→ **Talimatlar ve Koşullar**
İnsan hakları üzerine olan okuma parçasında "1976’da birçok ülkenin" ifadesinden "neden ayaklar altında." ifadesine kadar olan kısmı, "yasal" sözcüğünü "hukuki" ile değiştirerek yeniden yazın.

2. Dünya Savaşı'ndan sonra devletler, bireylere tanınan hak ve özgürlüklerin güvence altına alınması konusunda birleşti. İnsan Hakları Bildirisi, Birleşmiş Milletler İnsan Hakları Komisyonu tarafından Haziran 1948'de hazırlanarak 10 Aralık 1948'de kabul edildi.

İnsan Hakları Evrensel Beyannamesi’nin imzalandığı 10 Aralık günü, 1950’den itibaren İnsan Hakları Günü olarak kutlanmaktadır.

1976’da birçok ülkenin bu sözleşmeleri onaylamasıyla da uluslararası yasal geçerliliğe kavuştu. BM’ye üye ülkeleri bağlayan yasal bir araç olmasına rağmen fiili geçerliliği konusunda her zaman tartışmalar olmuştur ve olmaya devam edecektir.

Birçok ülke hak ve özgürlüğü gerçek anlamda istiyorsa bunca insan hakları neden ayaklar altında.

→ **Ham Veri**
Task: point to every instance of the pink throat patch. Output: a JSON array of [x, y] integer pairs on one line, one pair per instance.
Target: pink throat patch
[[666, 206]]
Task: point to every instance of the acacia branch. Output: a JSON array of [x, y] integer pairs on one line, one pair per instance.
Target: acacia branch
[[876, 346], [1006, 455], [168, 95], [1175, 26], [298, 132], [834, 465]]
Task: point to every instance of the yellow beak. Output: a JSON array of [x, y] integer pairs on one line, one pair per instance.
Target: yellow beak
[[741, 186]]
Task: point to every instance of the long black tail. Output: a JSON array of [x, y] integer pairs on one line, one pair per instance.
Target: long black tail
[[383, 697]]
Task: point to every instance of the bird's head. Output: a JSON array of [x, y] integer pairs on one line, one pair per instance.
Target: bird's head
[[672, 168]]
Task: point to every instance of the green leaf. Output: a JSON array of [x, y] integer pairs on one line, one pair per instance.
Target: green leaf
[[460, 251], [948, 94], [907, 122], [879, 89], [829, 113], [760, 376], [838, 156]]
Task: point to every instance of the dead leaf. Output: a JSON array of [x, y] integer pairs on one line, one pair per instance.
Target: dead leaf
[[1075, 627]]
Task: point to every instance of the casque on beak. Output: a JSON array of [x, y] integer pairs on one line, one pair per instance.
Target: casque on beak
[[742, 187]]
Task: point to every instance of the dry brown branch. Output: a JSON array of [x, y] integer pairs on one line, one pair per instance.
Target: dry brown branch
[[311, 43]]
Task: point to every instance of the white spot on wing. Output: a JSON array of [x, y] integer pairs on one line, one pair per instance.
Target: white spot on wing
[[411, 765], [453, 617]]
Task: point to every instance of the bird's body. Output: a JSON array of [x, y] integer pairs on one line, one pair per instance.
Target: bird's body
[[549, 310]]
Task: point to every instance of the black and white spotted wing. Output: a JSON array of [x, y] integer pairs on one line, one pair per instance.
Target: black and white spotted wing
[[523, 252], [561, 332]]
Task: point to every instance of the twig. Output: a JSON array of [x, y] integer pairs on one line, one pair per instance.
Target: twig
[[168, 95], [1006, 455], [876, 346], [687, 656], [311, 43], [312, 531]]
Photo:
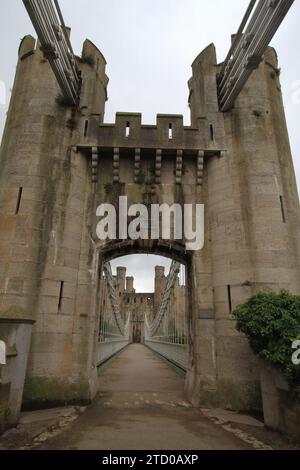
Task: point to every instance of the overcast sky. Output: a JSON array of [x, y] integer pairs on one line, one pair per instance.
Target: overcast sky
[[149, 46]]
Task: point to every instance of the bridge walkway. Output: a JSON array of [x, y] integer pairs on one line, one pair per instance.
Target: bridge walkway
[[141, 405]]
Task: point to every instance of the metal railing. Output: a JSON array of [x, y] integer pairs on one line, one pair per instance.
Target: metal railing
[[113, 330], [167, 334], [251, 41], [48, 22]]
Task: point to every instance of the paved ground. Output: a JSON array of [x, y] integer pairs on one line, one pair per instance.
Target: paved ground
[[142, 406]]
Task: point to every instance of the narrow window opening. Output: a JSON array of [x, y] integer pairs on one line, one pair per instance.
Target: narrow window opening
[[86, 127], [19, 200], [282, 210], [229, 298], [61, 291]]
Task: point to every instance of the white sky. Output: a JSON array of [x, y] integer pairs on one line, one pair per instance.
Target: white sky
[[149, 46]]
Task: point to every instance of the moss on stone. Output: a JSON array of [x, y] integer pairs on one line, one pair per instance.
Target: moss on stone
[[40, 392], [14, 312]]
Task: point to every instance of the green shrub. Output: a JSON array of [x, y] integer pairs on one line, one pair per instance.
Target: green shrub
[[272, 323]]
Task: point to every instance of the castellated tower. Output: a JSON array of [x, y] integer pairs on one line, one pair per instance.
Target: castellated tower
[[58, 163], [44, 196], [252, 221]]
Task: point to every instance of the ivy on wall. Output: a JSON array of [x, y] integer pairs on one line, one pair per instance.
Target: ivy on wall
[[271, 322]]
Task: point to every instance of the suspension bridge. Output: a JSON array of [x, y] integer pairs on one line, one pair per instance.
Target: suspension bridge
[[166, 333]]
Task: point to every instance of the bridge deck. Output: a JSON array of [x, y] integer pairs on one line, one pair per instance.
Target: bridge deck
[[141, 406]]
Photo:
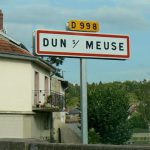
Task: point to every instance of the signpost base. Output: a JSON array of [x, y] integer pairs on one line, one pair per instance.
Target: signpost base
[[83, 100]]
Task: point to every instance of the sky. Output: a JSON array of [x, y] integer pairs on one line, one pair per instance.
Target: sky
[[130, 17]]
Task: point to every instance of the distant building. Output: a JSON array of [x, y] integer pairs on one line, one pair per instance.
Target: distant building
[[27, 96]]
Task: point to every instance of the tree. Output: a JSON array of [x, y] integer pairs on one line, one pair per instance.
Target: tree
[[144, 101], [73, 96], [108, 112]]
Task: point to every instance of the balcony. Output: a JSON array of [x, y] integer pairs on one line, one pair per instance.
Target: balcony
[[45, 101]]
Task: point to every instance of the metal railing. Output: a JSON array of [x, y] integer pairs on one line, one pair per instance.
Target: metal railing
[[49, 99]]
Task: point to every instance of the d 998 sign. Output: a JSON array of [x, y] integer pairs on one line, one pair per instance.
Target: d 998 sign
[[87, 26]]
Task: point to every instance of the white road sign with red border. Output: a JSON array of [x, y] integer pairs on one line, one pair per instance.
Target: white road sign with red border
[[81, 44]]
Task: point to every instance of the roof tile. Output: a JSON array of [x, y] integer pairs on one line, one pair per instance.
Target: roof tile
[[8, 47]]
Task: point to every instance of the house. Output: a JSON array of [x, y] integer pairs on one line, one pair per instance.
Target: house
[[26, 101]]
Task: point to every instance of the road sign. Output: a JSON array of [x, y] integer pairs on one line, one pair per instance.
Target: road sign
[[79, 44], [82, 25]]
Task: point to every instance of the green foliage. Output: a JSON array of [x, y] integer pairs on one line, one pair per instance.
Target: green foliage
[[144, 100], [93, 137], [108, 113], [138, 122], [108, 106]]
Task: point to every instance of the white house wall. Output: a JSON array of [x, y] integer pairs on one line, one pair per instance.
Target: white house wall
[[42, 74], [15, 85]]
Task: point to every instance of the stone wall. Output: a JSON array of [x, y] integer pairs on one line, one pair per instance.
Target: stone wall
[[30, 144]]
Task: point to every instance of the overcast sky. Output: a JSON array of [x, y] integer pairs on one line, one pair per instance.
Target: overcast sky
[[130, 17]]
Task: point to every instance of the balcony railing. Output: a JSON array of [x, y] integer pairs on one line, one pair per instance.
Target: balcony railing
[[48, 101]]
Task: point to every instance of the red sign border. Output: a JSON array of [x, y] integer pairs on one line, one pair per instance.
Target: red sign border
[[84, 55]]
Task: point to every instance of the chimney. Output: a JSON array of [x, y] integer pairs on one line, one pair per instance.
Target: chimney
[[1, 20]]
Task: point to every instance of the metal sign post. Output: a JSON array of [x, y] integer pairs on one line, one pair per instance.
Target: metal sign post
[[83, 100], [82, 45]]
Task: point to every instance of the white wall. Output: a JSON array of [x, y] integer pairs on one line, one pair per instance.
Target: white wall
[[42, 73], [15, 85], [11, 126]]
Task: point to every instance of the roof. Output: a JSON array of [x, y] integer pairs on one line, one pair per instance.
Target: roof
[[10, 48]]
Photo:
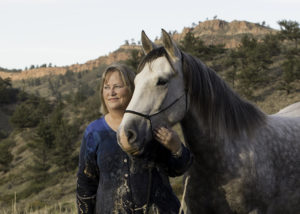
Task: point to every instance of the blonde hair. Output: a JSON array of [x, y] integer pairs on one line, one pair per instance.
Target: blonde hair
[[127, 76]]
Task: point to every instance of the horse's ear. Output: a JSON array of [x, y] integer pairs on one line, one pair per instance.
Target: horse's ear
[[147, 44], [170, 45]]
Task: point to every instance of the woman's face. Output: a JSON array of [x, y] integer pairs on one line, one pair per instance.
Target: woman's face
[[115, 93]]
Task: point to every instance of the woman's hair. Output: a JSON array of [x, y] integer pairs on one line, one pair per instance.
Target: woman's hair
[[127, 76]]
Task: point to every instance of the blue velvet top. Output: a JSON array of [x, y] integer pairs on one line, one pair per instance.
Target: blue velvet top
[[110, 181]]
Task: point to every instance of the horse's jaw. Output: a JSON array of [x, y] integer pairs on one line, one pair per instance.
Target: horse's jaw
[[133, 134]]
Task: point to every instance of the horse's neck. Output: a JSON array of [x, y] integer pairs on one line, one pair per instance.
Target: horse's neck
[[196, 137]]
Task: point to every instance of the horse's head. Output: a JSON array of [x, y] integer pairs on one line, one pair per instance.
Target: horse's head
[[159, 98]]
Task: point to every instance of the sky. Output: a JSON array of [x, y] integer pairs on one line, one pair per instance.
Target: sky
[[66, 32]]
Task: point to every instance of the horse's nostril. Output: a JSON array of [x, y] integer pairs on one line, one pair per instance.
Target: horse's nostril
[[131, 136]]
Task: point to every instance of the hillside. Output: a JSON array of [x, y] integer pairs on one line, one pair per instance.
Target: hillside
[[211, 31], [51, 101]]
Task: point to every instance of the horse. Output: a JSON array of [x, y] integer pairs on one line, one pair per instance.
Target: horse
[[292, 110], [245, 161]]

→ **Nihai Sonuç**
1976’da birçok ülkenin bu sözleşmeleri onaylamasıyla da uluslararası hukuki geçerliliğe kavuştu. BM’ye üye ülkeleri bağlayan hukuki bir araç olmasına rağmen fiili geçerliliği konusunda her zaman tartışmalar olmuştur ve olmaya devam edecektir.

Birçok ülke hak ve özgürlüğü gerçek anlamda istiyorsa bunca insan hakları neden ayaklar altında.